--- start of PROVIDED DATA ---

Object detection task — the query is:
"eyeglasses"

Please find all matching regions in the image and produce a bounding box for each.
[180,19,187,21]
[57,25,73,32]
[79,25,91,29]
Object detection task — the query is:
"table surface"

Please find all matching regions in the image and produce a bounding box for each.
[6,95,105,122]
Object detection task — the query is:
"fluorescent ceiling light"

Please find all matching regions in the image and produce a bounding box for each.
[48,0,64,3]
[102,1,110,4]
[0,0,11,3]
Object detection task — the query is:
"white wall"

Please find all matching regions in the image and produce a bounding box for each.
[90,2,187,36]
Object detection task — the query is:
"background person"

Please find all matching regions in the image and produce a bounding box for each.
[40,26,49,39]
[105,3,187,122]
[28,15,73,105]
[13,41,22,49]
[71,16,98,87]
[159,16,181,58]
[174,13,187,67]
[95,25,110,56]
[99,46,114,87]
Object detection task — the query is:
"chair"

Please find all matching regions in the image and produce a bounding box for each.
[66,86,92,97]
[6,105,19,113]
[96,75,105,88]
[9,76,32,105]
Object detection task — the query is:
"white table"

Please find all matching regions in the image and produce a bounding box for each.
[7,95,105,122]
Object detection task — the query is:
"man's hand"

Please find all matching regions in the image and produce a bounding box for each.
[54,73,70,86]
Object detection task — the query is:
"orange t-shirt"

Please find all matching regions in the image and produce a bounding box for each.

--- end of PROVIDED DATA ---

EXERCISE REQUIREMENTS:
Copy the lines of every item above word for word.

FULL RESPONSE:
Object detection task — the query is:
"eyeglasses"

Please find all matching regions in the image and produce a bounding box for each.
[180,19,187,21]
[57,25,73,32]
[79,25,91,29]
Object detection task — the query is:
"table surface"

Please find all matching regions in the image and produce a bounding box for each.
[6,95,105,122]
Object detection task — the query is:
"fluorescent ceiling light"

Please find all matching regions in the image and produce a bounding box for each.
[48,0,64,3]
[102,1,110,4]
[0,0,11,3]
Object detection task — the query is:
"white wall"

Please find all matching regions in the image and produce a bounding box for each.
[90,2,187,36]
Object detection task — the query is:
"background person"

Please find all matching regions in the image and produce a bounding box for each.
[40,26,49,39]
[105,3,187,122]
[28,15,73,105]
[13,41,22,49]
[71,16,98,87]
[159,16,181,58]
[174,13,187,67]
[95,25,110,56]
[99,46,114,87]
Object detection task — the query is:
"chair"

Please find all matching regions in the image and produce a bounding box for each.
[66,86,92,97]
[6,105,19,113]
[96,75,105,88]
[9,76,32,105]
Object detection task — the query is:
"white table"

Please find all matching regions in the image and produce a bounding box for each.
[7,95,105,122]
Object detection task — the query is:
"man's hand"

Please find all matching regions in the image and produce a bounding box for each.
[54,73,70,86]
Object detection task — the query is:
"orange t-shirt"

Please find all matching regions in the image and produce a bounding box for each.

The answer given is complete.